▸ Tarefas:
1/ Enumere os tipos de novos órgãos que, segundo o trecho sobre cotas raciais no serviço público, podem ser criados para dar representação física ao espírito da Lei.
2/ Escreva a continuação do trecho sobre cotas raciais no serviço público, começando logo após a última frase apresentada.

▸ Trecho da página:
━━━━━━━━━━

A Portaria também estabelece, de forma exclusiva, o critério fenotípico no momento da presença diante da comissão para aferir a condição declarada pelo/a candidato/a, segundo o Artigo 9º. Não são passíveis de análise registros, imagens e documentos apresentados. Todo o procedimento será filmado, para uso em eventual interposição de recurso, de acordo com o Artigo 10º.

Segundo o Artigo 12º, a deliberação, no âmbito da comissão, se dará, segundo a Portaria, por maioria, na forma de parecer motivado. A deliberação tem validade apenas para o concurso específico.

3. A Comissão de Verificação da UFSM e o cumprimento da reserva de vagas para negras e negros

Na esteira das políticas públicas de inclusão social e racial, implantadas a partir de 2012, com acesso ao ensino superior federal e também às escolas técnicas e tecnológicas federais, pela Lei 12.711, houve a seguir manifestações de cunho reivindicatório, e intelectual, para que houvesse a extensão para o fim das desigualdades sociais, as quais são prementes, entre brancos e negros no mercado de trabalho.

Um aparato em diversas pesquisas e muito envolvimento dos movimentos sociais negros que há décadas indicavam a necessidade de reparação, na esteira da democratização do ensino superior público, possibilitou tornar efetiva uma política pública que reconhece a existência do racismo institucional. Evidências empíricas da disparidade significativa entre negros e brancos no âmbito da administração pública federal[5], naquelas carreiras mais reconhecidas e em cargos de nível superior, justificam a Lei de Cotas para o Serviço Público, a qual busca diminuir as desigualdades sociais e raciais entre as populações branca e negra, desconstituindo o que está enraizado na sociedade brasileira, pois parte da iniciativa de cortar esta chaga nas próprias instituições.

Sendo assim, o esforço pessoal e, portanto, meritocrático aos brancos, enquanto a preguiça e a incapacidade ficam com os negros, passa por uma igualdade reversa, pois o princípio da lei com abrangência no serviço público, trata de desmistificar incapacidades antes atribuídas aos negros.

Um princípio é que, ao surgirem novas demandas alcançadas por políticas públicas nacionais, a instituição deve ser modificada para facilitar uma gestão mais competente. Assim, o espírito da Lei deve se materializar e ganhar representação física por meio da criação de novos órgãos como núcleos, coordenadorias, pró-reitorias e/ou secretarias, de acordo com o âmbito de abrangência da administração pública.

━━━━━━━━━━

▸ Material fornecido:
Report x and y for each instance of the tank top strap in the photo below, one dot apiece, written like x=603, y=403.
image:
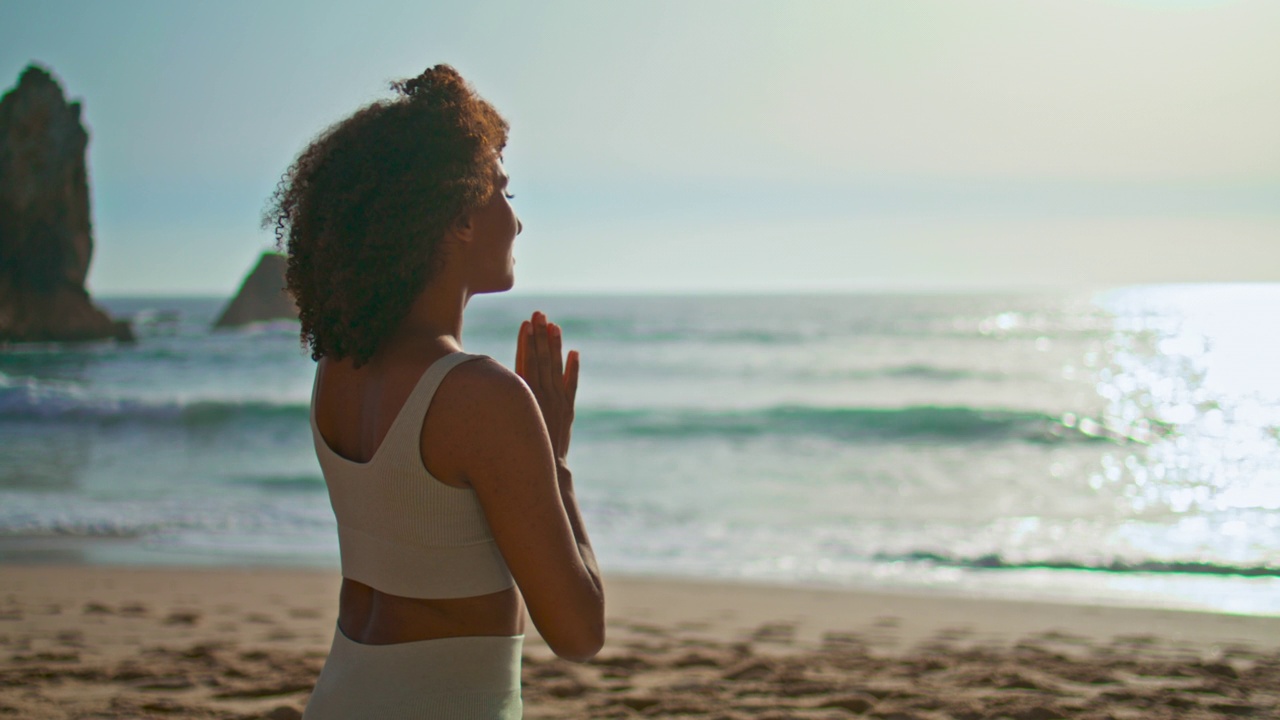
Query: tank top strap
x=407, y=427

━━━━━━━━━━

▸ Respostas esperadas:
1/ Núcleos, coordenadorias, pró-reitorias e secretarias.

2/
A manutenção das bancas de verificação, existentes na UFSM desde 2009, proporcionou efetividade ao processo de inclusão. Com este intuito, após a adoção da Lei de acesso ao Serviço Público, a mesma comissão passa a tratar do acompanhamento da autodeclaração de pretos e pardos em todos os certames para o acesso de docentes do Magistério Superior, Carreira do Magistério do Ensino Básico, Técnico e Tecnológico (EBTT) e das carreiras do Plano de Carreira dos Cargos Técnico-Administrativos em Educação (PCCTAE)[6]. Inclusive com monitoramento do processo evolutivo dos cotistas nas várias instâncias de cada curso[7], em estudos realizados pelo Afirme e atualmente pela Coordenadoria de Ações Educacionais (CAED).

Diferente da Lei de Cotas para acesso ao Ensino Superior (Lei 12.711/2012, com alterações em 2016, na qual passa a incluir as pessoas com deficiência[8]) enquanto demarcava um percentual mínimo de inclusão racial, de acordo com a população de cada estado federativo, a Lei de acesso ao Serviço Público definiu o percentual de 20%, a partir de um quantitativo de três vagas, para provimento de cargos efetivos e empregos públicos no âmbito da administração pública federal, das autarquias, das fundações públicas, das empresas públicas e das sociedades de economia mista controladas pela União, o que foi entendido pelo Judiciário como partícipe dessa ação. A Lei apenas confirma a autodeclaração individual, a mesma declaração de preto e pardo aos moldes do censo do IBGE.

Relatos de fraudes no acesso ao ensino superior, com a judicialização por parte dos candidatos e das instituições levou o Ministério do Planejamento a emitir medidas de monitoramento, que resultaram em duas orientações normativas, incluindo a necessidade de que os órgãos de gestão e educacionais organizem comissões de heteroidentificação, e filmem o ato de acolhimento dos candidatos, dado que a autodeclaração realizada no momento da inscrição é validada apenas presencialmente. A UFSM, por meio da Pró-Reitoria de Gestão de Pessoas e a Coordenação de Concursos[9], procede, desde a vigência da Lei 12.990/2014, à reserva de vagas aos candidatos negros e candidatas negras (pretos e pardos) em 20% do número total de vagas do Edital, cujo cumprimento passa pela abrangência do Edital, considerando o número total de vagas em disputa. A estratégia da Instituição foi considerar a peça, ou seja, o Edital para os Concursos Docentes, a qual atende aos vários cargos do Magistério Superior ou da Carreira do Magistério do Ensino Básico, Técnico e Tecnológico (EBTT)[10].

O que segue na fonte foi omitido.